▶ REQUIRED ACTION 1
Name every example the lab automation passage below gives of the higher-value work that people are moved toward once repetitive tasks are automated.
▶ REQUIRED ACTION 2
Write the next part of the lab automation passage below, picking up after its final sentence.
#### PASSAGE PROVIDED
Once sorted, instrument-ready racks of samples are routed to different areas of the lab where machines run tests. For most patients, results flow directly from these machines to computers to hospitals and clinics, without any human intervention.

The lab runs this process around the clock; about 40% of staff work night shifts, which is the heaviest processing window as branch shipments arrive.

This is where economics show up: once the fixed cost and infrastructure are in place, “the next test” on an existing sample is extremely high margin.

Driving better outcomes

Automation and scale deliver real benefits beyond just processing more samples. Samples are handled in a systematic way, with machines doing the splitting and routing, and thus there are fewer opportunities for human error. Samples don’t get mislabeled. Mistakes in volume measurements are eliminated.

Error and incident metrics, such as lost specimens and accidents, are tracked carefully, and over time, data has shown meaningful improvements. This can be compared to smaller hospital labs where there are more manual steps and room for error, as well as lower automation and staff who tend to be more generalist. At this lab it’s the opposite: a high fixed cost but very low marginal cost per additional test, with lower error rates.

This creates a real competitive advantage and is a big piece of the moat: lower error rates plus faster turnaround means better economics.

Culture and workforce: not just robots

Here’s where the story gets interesting. One might think "automation" means the lab has replaced people with machines. That’s not what’s happened. 800 people are employed because there’s still plenty of work – just different work.

There is actually a shortage of lab technologists across the US, so the lab is investing in training. It works with local colleges and universities to develop talent pipelines and it runs its own training programme.

Importantly, leadership is thoughtful about culture in what is a 24/7 operation. There are specialist roles, work-life flexibility is emphasised, and there are visible employee resource groups and cultural events. Turnover at the company is reportedly below industry average, which is significant in a sector facing widespread staffing challenges.

Management’s philosophy is clear: automate repetitive, unpleasant, low-skilled tasks, then move people toward higher-value work, such as troubleshooting, quality control, and complex areas that require judgment. It’s not about replacing people; it’s about enabling them to do more interesting work while machines handle the drudgery.
########
#### DATASET RECORDS
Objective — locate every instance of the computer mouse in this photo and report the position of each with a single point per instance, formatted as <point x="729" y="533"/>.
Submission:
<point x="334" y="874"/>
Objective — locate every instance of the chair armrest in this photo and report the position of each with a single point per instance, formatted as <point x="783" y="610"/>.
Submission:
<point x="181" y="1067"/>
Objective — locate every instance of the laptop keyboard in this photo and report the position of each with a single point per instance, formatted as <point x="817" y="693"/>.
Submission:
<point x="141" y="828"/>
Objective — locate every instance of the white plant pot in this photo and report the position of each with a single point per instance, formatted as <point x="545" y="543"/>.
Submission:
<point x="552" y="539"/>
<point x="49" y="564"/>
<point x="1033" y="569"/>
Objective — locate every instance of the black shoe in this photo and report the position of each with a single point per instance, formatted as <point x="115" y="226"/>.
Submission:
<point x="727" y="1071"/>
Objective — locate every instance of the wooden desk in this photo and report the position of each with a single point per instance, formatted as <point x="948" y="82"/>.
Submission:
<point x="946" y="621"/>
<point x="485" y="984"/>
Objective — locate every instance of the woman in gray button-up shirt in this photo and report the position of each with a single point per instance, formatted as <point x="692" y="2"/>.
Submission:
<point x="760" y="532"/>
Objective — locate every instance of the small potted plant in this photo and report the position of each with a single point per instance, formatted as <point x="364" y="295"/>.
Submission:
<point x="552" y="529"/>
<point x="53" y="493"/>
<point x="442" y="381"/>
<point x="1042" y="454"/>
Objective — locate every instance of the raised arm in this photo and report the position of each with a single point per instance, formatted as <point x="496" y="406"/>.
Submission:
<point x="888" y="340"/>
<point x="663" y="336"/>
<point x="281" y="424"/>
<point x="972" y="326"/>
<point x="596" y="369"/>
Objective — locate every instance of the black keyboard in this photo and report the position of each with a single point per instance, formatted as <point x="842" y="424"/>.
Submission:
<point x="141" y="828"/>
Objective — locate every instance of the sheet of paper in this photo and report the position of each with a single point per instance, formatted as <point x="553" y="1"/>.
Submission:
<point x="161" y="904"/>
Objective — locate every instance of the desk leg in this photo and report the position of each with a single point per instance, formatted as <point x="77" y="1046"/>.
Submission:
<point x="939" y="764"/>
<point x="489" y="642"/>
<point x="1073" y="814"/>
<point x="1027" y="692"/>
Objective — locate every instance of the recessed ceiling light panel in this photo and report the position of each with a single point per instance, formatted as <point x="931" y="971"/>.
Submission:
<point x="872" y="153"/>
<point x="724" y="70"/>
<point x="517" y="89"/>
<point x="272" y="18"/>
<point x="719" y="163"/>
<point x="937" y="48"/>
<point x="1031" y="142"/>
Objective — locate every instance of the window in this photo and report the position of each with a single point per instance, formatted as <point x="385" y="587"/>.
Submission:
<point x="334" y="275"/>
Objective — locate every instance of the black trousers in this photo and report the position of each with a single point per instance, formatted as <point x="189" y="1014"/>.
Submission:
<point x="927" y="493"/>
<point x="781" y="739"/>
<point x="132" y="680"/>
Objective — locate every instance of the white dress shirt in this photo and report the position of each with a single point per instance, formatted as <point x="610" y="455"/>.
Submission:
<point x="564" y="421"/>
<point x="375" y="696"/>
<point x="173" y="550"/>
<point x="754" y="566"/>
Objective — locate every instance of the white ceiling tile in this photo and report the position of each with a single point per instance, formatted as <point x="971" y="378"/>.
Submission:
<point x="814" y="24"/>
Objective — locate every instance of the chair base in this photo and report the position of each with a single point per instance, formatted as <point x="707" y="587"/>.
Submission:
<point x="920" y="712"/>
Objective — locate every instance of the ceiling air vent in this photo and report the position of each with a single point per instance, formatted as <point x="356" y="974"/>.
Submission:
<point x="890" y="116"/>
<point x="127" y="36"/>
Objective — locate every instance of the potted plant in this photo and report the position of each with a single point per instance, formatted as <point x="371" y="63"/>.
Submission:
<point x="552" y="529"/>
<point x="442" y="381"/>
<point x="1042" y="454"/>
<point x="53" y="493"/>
########
▶ TASK ANSWER 1
- Troubleshooting
- Quality control
- Complex areas that require judgment

▶ TASK ANSWER 2
“Next-Gen” lab tech

The tour wasn’t just conveyor belts. Pockets of “next layer” tech were visible in AI-assisted slide reading and an increasing use of software and decision support that can pull clinical data from EHRs, suggest appropriate tests based on comorbidities and guidelines, and help doctors avoid under- and over-testing.

Again, this isn’t just cool tech – it’s a way to drive more tests per accession (richer menus for the same patient) and lock in integration with hospital systems, making the lab harder to displace.

What this means as an investor

My views on this company visit:

  • Scale creates real competitive advantages: the combination of volume, automation, and logistics isn’t easy to replicate, and economics get better with each marginal test, once infrastructure is in place.
  • Automation is more about quality and throughput than headcount cuts: lower error rates, faster results, and the ability to grow without proportionally adding staff is where the margin leverage comes from.
  • Test intensity is visible in how the lab runs: the workflow is set up to easily add more tests from the same sample (e.g. a lipid patient also getting apoB, Lp(a), additional markers). That’s the “tests per accession” story, operationalised.
  • People and culture matter enormously: building this kind of operation isn’t just about installing equipment; it’s about retaining skilled technicians in a challenging 24/7 environment through thoughtful management and career development.

Reading the quarterly earnings presentation might suggest this is just operational detail. Walking through the lab makes clear that the operating model – scale, automation, and people working together – is the actual strategy.